Le 28/11/2019 à 08h18
Si il est impossible de distinguer un visionnage d’un ripp… je me demande bien sur quoi va porter la redevance.
Le 28/11/2019 à 08h21
SI youtube arrive à distinguer un ripp d’un visionnage alors la réponse est non.
Mais si youtube ne sait pas t’identifier lors de tes rips alors cette décision du conseil d’état est un pas de plus vers une redevance opposable…
Le 28/11/2019 à 08h24
techniquement il n’y a aucune différence
Il faut dans tous les cas télécharger le fichier en mémoire
Ce qu’en fait le système ensuite ne regarde pas le fournisseur de flux
Le 28/11/2019 à 08h41
Oui, et donc la bonne question est de savoir si la licence d’utilisation Youtube/Google est une mesure technique de protection en tant que tel. Ce que youtube pourrait arguer en disant qu’entre un lecteur de dvd qui force à voir une pub et un lecteur youtube il n’y a pas de différence d’usage justifiant les exceptions françaises.
Le 28/11/2019 à 08h56
A l’origine la rémunération de la copie privé autorisé la copie privée à la radiodiffusion de musique qui en gros est du stream ripping de radio. Quoi qu’on en dise, l’extension sur le stream ripping sur youtube est du coup assez logique.

# CONSIGNE 1:
Transformez en liste numérotée les entrées allant de la ligne contenant "Task: locate the dark" jusqu'à la fin des entrées incluse, sans les lignes vides. Laissez les images de côté dans votre réponse.

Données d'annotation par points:

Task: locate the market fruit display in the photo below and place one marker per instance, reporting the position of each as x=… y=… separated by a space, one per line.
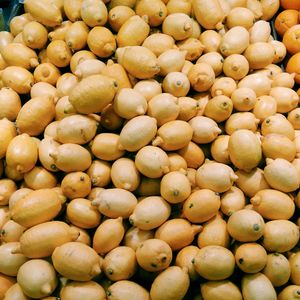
x=150 y=150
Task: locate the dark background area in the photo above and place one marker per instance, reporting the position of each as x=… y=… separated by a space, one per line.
x=9 y=9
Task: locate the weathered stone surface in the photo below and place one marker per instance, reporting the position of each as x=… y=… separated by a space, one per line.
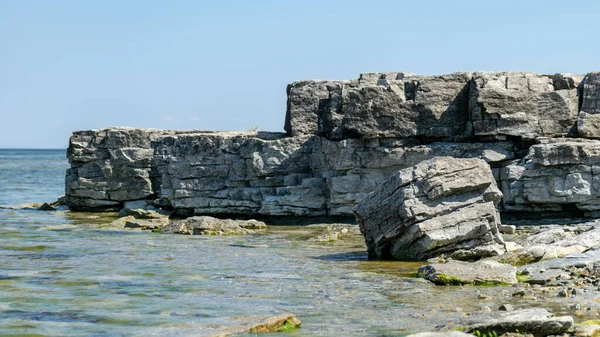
x=147 y=224
x=441 y=334
x=556 y=175
x=570 y=243
x=109 y=167
x=206 y=225
x=381 y=105
x=459 y=272
x=307 y=100
x=523 y=105
x=141 y=209
x=588 y=125
x=536 y=321
x=249 y=173
x=438 y=206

# CONSIGNE 2:
Répondez aux questions suivantes sur l'extrait.
(a) À quelle heure le premier message a-t-il été publié ?
(b) D'après le message de 08h24, que faut-il faire dans tous les cas ?
(c) À quel appareil le message de 08h41 compare-t-il un lecteur YouTube ?

# RÉPONSE CORRECTE 1:
1. Task: locate the dark background area in the photo above and place one marker per instance, reporting the position of each as x=… y=… separated by a space, one per line.
2. x=9 y=9
3. Task: locate the weathered stone surface in the photo below and place one marker per instance, reporting the position of each as x=… y=… separated by a space, one per line.
4. x=147 y=224
5. x=441 y=334
6. x=556 y=175
7. x=570 y=243
8. x=109 y=167
9. x=206 y=225
10. x=381 y=105
11. x=459 y=272
12. x=307 y=100
13. x=523 y=105
14. x=141 y=209
15. x=588 y=125
16. x=536 y=321
17. x=249 y=173
18. x=438 y=206

# RÉPONSE CORRECTE 2:
(a) À 08h18.
(b) Télécharger le fichier en mémoire.
(c) À un lecteur de DVD qui force à voir une pub.